This brings up an important distinction.

When a single execution path of our code bounces back and forth between two or more tasks, those tasks are running concurrently.
When there are multiple execution paths, each running a different task at the same moment, those tasks are running in parallel.

So far, our coroutines have run code concurrently, but always on a single thread. Let’s get those coroutines running on multiple threads, so that they can run in parallel!

When we last left our code in Listing 20.15, it looked like this.

fun main() {
    runBlocking {
        val windows = async { order(Product.WINDOWS) }
        val doors = async { order(Product.DOORS) }
        launch {
            perform("laying bricks")
            perform("install ${windows.await().description}")
            perform("install ${doors.await().description}")
        }
    }
}

Just like each of Rusty’s teams had a foreman who assigned tasks to the robots on that team, in Kotlin, we’ve got different dispatchers that can assign coroutines to run on the threads they manage. If we want a particular dispatcher to manage a coroutine, we simply pass the dispatcher as an argument to the coroutine builder.

For example, we can assign the product-ordering tasks to the IO Team, by using Dispatchers.IO. The rest of the tasks can go to the Default Team, by using Dispatchers.Default.

fun main() {
    runBlocking {
        val windows = async(Dispatchers.IO) { order(Product.WINDOWS) }
        val doors = async(Dispatchers.IO) { order(Product.DOORS) }
        launch(Dispatchers.Default) {
            perform("laying bricks")
            perform("install ${windows.await().description}")
            perform("install ${doors.await().description}")
        }
    }
}

Previously, everything was running on a single thread - in other words, one robot was doing every task. But now, by assigning the coroutines to Dispatchers.IO and Dispatchers.Default, the work is happening on three different threads:

Two threads managed by the IO dispatcher order the products and keep an eye out for their delivery.
One thread managed by the Default dispatcher is laying the bricks, then installing the windows, and finally installing the doors.

Even though we’ve assigned the work to different teams, this work is still taking three seconds to complete. In order to speed this up even more, we need to install the windows and doors in parallel.

As usual, we need to put a coroutine builder around the code that we want to run concurrently or in parallel with our other code. Let’s wrap the last two perform() calls with another launch(). Note that, because the bricks must be laid before the windows and doors can be installed, we’re not launching these coroutines until after that work has finished.

fun main() {
    runBlocking {
        val windows = async(Dispatchers.IO) { order(Product.WINDOWS) }
        val doors = async(Dispatchers.IO) { order(Product.DOORS) }
        launch(Dispatchers.Default) {
            perform("laying bricks")

# # #

- **Written task a**:
Begin at the first line of the listing and stop after the line that contains "520V486L969 478L945 493L926", then reproduce those lines with "rough mask" replaced by "coarse mask" and everything else left unchanged.
The coroutines excerpt and the listing that follows it are unrelated to each other.

- **Data provided**:
# # #

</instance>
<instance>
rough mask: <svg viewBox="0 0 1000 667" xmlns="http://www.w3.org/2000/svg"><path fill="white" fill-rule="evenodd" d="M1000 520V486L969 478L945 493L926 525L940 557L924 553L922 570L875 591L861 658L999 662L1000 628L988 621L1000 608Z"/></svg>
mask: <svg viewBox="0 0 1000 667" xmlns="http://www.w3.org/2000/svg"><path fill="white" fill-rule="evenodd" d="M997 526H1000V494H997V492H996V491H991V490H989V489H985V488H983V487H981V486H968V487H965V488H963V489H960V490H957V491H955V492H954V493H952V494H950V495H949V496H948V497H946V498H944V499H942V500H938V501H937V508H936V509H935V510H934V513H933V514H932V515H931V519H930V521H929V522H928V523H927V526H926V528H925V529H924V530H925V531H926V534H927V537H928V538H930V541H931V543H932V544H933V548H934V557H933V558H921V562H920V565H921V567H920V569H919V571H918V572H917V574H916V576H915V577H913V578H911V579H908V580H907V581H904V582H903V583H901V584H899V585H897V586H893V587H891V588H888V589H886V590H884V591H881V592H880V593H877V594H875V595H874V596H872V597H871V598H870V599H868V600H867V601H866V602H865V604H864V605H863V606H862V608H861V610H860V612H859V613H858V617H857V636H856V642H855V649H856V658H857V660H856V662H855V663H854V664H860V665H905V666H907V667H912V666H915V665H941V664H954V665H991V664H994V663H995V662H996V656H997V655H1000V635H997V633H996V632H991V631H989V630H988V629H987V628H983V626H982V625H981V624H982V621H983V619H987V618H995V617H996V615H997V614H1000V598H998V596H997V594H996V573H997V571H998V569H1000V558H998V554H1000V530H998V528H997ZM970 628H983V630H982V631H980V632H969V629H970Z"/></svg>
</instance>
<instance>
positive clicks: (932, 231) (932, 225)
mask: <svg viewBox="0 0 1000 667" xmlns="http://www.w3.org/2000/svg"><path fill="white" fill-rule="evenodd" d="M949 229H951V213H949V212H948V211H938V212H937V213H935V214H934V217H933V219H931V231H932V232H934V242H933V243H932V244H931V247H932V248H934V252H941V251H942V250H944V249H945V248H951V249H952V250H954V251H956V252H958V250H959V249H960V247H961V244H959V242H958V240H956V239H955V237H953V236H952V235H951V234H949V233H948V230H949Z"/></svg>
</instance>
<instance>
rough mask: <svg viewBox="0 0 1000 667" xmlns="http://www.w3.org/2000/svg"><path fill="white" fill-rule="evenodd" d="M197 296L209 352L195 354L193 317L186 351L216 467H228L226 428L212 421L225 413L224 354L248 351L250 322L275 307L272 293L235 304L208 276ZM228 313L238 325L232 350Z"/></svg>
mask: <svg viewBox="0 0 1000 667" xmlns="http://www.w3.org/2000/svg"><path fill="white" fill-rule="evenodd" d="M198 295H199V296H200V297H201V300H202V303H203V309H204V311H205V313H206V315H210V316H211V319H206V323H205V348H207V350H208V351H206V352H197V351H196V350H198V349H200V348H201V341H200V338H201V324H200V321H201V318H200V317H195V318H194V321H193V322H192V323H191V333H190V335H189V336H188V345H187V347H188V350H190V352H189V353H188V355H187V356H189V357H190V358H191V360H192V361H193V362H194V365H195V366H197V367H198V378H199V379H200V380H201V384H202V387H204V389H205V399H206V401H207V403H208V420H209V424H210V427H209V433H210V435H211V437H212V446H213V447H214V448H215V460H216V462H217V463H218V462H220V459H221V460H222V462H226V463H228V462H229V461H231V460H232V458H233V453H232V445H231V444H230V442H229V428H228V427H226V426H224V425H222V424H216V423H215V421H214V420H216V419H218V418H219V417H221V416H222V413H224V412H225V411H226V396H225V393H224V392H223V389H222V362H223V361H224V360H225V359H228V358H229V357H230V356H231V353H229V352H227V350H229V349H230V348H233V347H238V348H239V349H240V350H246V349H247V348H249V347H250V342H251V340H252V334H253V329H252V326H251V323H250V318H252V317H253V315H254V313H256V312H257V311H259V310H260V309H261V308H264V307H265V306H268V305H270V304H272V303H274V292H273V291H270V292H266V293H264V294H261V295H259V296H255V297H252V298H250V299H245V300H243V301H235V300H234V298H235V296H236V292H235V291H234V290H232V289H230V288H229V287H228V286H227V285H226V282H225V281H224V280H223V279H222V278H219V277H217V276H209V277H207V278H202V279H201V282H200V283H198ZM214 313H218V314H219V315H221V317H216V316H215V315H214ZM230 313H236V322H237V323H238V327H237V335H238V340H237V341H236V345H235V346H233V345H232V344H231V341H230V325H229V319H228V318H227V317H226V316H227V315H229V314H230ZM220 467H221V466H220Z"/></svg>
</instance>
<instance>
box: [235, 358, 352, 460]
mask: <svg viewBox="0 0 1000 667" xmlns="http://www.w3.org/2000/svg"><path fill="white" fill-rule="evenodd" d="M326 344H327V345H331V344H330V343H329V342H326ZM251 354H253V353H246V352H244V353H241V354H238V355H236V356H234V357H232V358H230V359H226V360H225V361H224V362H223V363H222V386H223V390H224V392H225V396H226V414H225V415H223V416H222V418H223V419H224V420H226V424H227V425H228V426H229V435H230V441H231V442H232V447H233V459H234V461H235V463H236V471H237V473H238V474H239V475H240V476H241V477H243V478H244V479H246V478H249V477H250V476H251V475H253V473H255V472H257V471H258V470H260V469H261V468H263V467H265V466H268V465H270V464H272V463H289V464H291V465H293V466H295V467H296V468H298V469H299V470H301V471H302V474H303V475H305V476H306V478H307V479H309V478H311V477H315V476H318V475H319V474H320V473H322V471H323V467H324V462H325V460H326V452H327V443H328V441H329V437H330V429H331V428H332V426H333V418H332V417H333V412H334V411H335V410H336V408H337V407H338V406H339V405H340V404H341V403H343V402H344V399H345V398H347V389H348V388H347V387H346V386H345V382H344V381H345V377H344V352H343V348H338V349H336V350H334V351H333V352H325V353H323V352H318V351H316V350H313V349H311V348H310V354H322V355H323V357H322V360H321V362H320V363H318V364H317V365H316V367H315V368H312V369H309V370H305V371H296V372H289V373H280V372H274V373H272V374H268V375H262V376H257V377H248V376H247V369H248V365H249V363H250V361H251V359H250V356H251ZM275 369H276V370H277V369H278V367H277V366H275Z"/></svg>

# # #

- **Written task b**:
From the coroutines excerpt, copy the passage that begins at the words "Just like each" and stops after the words "the coroutine builder.".

- **Output a**:
</instance>
<instance>
coarse mask: <svg viewBox="0 0 1000 667" xmlns="http://www.w3.org/2000/svg"><path fill="white" fill-rule="evenodd" d="M1000 520V486L969 478L945 493L926 525L940 557L924 553L922 570L875 591L861 658L999 662L1000 628L988 621L1000 608Z"/></svg>

- **Output b**:
Just like each of Rusty’s teams had a foreman who assigned tasks to the robots on that team, in Kotlin, we’ve got different dispatchers that can assign coroutines to run on the threads they manage. If we want a particular dispatcher to manage a coroutine, we simply pass the dispatcher as an argument to the coroutine builder.